──────── Data supplied

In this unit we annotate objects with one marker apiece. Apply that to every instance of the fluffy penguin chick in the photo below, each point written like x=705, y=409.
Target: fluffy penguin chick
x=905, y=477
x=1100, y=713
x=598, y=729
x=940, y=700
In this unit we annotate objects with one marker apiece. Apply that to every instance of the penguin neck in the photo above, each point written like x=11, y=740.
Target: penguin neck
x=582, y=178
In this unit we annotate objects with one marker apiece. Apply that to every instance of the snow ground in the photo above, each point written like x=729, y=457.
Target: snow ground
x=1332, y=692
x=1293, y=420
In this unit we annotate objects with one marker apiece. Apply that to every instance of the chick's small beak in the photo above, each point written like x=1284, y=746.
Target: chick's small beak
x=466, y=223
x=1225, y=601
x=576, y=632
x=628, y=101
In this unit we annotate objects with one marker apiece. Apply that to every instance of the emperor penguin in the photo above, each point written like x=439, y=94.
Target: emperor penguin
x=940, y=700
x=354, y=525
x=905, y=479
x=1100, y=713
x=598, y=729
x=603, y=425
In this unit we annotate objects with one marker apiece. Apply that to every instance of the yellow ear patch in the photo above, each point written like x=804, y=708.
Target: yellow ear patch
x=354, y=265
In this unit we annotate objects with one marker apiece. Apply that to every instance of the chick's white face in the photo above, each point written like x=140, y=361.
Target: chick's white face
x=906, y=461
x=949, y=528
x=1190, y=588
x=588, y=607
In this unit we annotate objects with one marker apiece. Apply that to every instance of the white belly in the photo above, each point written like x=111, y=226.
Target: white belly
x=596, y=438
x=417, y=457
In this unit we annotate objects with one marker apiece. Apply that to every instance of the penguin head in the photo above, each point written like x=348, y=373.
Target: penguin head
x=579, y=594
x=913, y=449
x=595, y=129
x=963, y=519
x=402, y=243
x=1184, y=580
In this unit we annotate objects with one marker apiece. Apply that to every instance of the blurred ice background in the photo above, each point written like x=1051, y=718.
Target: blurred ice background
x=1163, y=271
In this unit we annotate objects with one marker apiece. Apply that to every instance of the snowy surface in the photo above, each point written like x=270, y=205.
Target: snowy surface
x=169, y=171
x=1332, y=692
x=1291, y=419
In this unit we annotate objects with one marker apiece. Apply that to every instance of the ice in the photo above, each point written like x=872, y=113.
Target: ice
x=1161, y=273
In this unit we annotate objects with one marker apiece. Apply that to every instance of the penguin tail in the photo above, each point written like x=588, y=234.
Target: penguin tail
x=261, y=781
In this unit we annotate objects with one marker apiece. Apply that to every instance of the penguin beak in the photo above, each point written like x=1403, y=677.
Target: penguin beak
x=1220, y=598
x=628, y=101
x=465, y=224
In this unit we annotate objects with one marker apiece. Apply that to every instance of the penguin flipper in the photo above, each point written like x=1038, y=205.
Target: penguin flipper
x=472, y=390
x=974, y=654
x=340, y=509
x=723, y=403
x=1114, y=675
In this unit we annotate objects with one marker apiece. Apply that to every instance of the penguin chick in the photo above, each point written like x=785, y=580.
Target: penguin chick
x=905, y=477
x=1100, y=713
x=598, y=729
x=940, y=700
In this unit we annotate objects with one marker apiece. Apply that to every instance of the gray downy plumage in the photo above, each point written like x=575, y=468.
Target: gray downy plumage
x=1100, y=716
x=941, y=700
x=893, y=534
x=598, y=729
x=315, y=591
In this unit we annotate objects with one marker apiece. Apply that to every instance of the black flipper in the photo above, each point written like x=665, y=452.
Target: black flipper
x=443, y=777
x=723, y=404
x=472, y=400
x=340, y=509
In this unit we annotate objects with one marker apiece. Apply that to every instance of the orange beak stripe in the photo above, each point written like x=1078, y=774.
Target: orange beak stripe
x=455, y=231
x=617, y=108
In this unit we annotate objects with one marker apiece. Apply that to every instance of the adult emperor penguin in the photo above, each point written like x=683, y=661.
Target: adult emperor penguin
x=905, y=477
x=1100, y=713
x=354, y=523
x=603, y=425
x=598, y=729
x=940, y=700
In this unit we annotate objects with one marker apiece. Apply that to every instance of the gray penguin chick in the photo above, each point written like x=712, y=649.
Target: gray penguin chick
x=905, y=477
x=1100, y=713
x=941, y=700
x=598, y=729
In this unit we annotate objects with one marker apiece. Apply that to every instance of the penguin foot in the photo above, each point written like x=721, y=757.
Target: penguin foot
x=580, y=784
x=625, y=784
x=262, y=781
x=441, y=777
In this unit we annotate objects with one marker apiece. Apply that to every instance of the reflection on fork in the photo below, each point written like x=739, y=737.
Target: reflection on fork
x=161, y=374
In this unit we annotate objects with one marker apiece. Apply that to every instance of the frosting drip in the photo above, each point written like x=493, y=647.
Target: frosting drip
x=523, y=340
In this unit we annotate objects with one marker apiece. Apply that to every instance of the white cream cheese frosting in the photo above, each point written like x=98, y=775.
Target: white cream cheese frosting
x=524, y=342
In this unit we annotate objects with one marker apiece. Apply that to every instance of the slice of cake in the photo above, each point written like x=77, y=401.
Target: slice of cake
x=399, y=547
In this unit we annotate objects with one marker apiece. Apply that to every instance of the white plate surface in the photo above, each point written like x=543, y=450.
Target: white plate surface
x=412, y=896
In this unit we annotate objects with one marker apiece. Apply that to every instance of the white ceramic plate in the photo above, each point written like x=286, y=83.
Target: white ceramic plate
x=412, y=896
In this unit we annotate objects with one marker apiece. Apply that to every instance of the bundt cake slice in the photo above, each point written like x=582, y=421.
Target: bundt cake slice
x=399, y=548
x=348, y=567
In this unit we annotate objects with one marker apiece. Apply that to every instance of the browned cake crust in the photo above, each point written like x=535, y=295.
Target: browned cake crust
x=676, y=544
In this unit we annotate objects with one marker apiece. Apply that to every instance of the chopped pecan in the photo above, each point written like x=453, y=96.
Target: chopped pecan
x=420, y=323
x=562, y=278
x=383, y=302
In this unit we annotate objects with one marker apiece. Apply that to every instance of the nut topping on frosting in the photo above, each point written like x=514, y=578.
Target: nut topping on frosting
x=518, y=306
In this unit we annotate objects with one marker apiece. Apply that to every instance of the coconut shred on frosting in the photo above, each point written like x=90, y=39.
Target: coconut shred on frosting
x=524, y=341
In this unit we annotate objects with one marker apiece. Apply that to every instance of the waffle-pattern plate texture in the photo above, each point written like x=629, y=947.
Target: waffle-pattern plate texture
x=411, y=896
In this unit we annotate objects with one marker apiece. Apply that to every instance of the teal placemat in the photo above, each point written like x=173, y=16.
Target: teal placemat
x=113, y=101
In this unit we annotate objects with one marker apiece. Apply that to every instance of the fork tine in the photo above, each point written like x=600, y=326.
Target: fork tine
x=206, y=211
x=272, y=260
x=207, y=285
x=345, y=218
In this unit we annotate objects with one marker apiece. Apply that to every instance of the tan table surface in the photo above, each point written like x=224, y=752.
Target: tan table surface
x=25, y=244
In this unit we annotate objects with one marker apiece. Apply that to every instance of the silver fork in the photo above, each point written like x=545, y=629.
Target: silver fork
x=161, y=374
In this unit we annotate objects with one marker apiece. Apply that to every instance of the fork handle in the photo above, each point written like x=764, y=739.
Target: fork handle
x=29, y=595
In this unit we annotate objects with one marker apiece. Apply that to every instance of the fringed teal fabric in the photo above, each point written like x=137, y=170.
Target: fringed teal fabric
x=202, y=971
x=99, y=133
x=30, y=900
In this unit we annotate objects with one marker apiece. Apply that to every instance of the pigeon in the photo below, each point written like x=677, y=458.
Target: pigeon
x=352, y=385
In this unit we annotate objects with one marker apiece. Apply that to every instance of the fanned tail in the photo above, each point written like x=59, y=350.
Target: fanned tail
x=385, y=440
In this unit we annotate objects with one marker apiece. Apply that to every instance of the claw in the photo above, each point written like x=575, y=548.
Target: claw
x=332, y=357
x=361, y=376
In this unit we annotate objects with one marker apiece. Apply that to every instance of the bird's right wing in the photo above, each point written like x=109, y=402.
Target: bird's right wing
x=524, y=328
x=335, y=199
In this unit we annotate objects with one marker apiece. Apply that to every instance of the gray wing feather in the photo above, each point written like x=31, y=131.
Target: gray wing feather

────────────────

> [What this task involves]:
The lines holding the word "feather" are the answer. Pull them out of the records and copy them.

> [Your solution]:
In this unit we annotate objects with one marker apiece. Apply that to every instance of the gray wing feather in the photo above, each point written like x=31, y=131.
Target: gray wing feather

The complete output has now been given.